> Exercise
Output every line below without omitting or altering anything.

> Study material

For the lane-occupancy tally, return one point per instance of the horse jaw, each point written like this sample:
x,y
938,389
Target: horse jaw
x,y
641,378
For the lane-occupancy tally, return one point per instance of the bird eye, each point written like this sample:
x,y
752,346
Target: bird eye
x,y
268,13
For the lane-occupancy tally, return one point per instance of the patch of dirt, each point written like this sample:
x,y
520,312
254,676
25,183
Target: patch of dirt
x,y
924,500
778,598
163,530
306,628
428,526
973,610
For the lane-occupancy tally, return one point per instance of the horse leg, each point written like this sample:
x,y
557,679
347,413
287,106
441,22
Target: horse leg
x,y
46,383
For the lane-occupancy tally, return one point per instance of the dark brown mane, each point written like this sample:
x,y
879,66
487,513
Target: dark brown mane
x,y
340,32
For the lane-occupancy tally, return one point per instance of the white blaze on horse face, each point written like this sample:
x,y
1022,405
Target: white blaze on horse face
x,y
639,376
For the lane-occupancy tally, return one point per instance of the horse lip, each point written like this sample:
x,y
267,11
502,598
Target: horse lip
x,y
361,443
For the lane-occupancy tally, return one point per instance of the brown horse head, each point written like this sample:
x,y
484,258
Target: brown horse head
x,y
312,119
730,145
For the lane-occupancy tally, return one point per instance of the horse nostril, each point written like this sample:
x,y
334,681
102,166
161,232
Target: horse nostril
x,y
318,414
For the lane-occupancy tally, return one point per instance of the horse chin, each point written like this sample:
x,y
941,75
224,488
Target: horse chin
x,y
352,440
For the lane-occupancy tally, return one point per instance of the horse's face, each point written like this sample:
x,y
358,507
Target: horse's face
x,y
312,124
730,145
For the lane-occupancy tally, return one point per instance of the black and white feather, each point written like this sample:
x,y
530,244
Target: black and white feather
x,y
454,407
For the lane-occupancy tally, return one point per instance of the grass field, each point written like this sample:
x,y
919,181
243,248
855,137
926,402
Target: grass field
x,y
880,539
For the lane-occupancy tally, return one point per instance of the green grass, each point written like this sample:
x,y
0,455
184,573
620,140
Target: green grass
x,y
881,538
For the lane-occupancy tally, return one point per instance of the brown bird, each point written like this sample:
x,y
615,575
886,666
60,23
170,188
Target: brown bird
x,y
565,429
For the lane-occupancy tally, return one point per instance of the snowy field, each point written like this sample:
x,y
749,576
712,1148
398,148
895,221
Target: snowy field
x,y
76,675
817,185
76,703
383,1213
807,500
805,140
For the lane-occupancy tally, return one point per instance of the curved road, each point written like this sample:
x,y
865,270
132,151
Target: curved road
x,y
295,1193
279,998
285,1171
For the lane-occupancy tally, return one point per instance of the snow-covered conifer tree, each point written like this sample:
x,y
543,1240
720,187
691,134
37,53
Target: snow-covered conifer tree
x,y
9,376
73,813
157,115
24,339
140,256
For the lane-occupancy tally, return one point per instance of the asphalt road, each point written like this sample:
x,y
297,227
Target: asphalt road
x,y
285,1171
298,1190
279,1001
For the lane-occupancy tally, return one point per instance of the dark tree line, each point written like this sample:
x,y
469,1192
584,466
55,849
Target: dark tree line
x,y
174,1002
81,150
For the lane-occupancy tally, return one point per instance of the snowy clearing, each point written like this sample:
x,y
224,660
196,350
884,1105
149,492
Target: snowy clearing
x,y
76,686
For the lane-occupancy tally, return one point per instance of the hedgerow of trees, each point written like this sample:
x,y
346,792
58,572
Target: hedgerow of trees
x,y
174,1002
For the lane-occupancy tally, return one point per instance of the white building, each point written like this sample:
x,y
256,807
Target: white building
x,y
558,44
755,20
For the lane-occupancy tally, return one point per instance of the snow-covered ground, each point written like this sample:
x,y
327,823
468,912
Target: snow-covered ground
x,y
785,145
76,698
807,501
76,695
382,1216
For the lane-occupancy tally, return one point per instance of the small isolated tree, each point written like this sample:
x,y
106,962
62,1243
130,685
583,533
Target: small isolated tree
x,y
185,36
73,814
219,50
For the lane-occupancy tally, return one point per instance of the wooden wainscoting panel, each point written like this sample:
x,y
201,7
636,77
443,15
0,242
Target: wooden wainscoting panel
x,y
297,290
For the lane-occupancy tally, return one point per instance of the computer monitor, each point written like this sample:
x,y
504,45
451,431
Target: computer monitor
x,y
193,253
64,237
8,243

> Solution
For the lane-occupancy tally, return one point per instance of the horse jaw, each point written like this sample:
x,y
938,389
Target: horse jaw
x,y
641,378
For the lane-occupancy tally, return one point per instance of the bird eye, each point written like this sample:
x,y
752,346
Target: bird eye
x,y
268,13
For the lane-occupancy tally, return one point per instance of the patch of dirt, each point written like this sample:
x,y
520,312
254,676
25,183
Target: patch of dirt
x,y
924,500
778,598
163,530
306,628
428,526
973,610
For the lane-occupancy tally, return one point per instance of the horse leg, each point written like this sample:
x,y
557,679
347,413
287,106
441,22
Target: horse leg
x,y
46,383
For the lane-occupancy tally, return one point per instance of the dark brown mane, each point written like this sample:
x,y
879,66
487,513
Target: dark brown mane
x,y
340,32
For the lane-occupancy tally, return one point per instance of the white blaze on horse face, each point written like this sample:
x,y
1022,405
Target: white blaze on horse face
x,y
639,376
For the lane-occupancy tally, return one point per instance of the horse lip, each point written like this sample:
x,y
267,11
502,598
Target: horse lip
x,y
361,443
For the lane-occupancy tally, return one point per instance of the brown horse head, each point written like this sample:
x,y
484,258
Target: brown horse head
x,y
312,119
730,145
For the lane-occupancy tally, return one point per instance of the horse nostril, each point written like this sample:
x,y
334,681
102,166
161,232
Target: horse nostril
x,y
318,414
For the lane-occupancy tally, return one point per instance of the horse chin, each point written like this sample:
x,y
941,75
224,488
Target: horse chin
x,y
352,440
For the lane-occupancy tally, return one point per instance of the horse's face, each point written like this sample:
x,y
358,507
Target: horse's face
x,y
312,124
730,145
For the lane-occupancy tally, return one point per instance of the black and white feather, each point written like this sample:
x,y
530,244
Target: black and white feather
x,y
454,407
For the lane-occupancy tally, return one point per instance of the grass field, each point written like this sample:
x,y
919,181
243,248
855,137
926,402
Target: grass field
x,y
880,539
For the lane-occupancy tally, return one point per instance of the green grass, each point written like this sample:
x,y
0,455
184,573
620,140
Target: green grass
x,y
881,538
For the lane-occupancy tally, return one point per instance of the brown bird, each point written like this sample:
x,y
615,575
886,666
60,23
170,188
Target: brown bird
x,y
565,429
For the lane-occupancy tally, return one point per instance of the snowy field, each point written like this sample:
x,y
749,576
712,1148
398,148
895,221
Target: snowy field
x,y
76,675
817,185
76,703
383,1213
807,500
805,140
For the lane-occupancy tally, return one point per instance of the curved road, each point written like this sample:
x,y
865,270
132,151
Target: curved road
x,y
295,1193
279,998
285,1171
For the lane-occupancy tally, return one point per instance of the snow-covered conifer tree, each point written like this sample:
x,y
543,1240
720,187
691,134
37,53
Target: snow-covered conifer tree
x,y
9,376
73,813
157,115
24,339
140,256
For the lane-occupancy tally, return one point per instance of the asphalt road, each point written like this sample:
x,y
297,227
Target: asphalt road
x,y
285,1171
298,1190
279,1001
For the lane-occupancy tally, return one point per instance of the dark tree line, each point written like this sample:
x,y
469,1192
584,466
55,849
Target: dark tree line
x,y
174,1002
81,150
For the lane-occupancy tally, return one point per instance of the snowy clearing, each point written like this sample:
x,y
224,660
196,350
884,1105
149,492
Target: snowy clearing
x,y
76,686
For the lane-occupancy tally, return one point per instance of the hedgerow of trees, each point written like this sample:
x,y
346,792
58,572
Target: hedgerow of trees
x,y
174,1002
For the lane-occupancy tally, return one point per instance of the white building, each point written like this sample:
x,y
256,807
Target: white building
x,y
558,44
755,20
For the lane-occupancy tally, return one point per instance of the snow-covered ground, each point written like this sample:
x,y
327,823
468,912
Target: snow-covered ground
x,y
785,145
76,698
807,501
76,695
382,1216
For the lane-occupancy tally, return one point per instance of the small isolated tree, each point written like this sample:
x,y
106,962
62,1243
130,685
583,533
Target: small isolated tree
x,y
185,36
73,814
219,50
For the lane-occupancy tally, return one point per instance of the wooden wainscoting panel, each point written like this sample:
x,y
201,7
636,77
443,15
0,242
Target: wooden wainscoting panel
x,y
297,290
For the lane-occupancy tally, return one point per instance of the computer monitor, each point written like this sample:
x,y
504,45
451,431
Target: computer monitor
x,y
193,253
64,237
8,243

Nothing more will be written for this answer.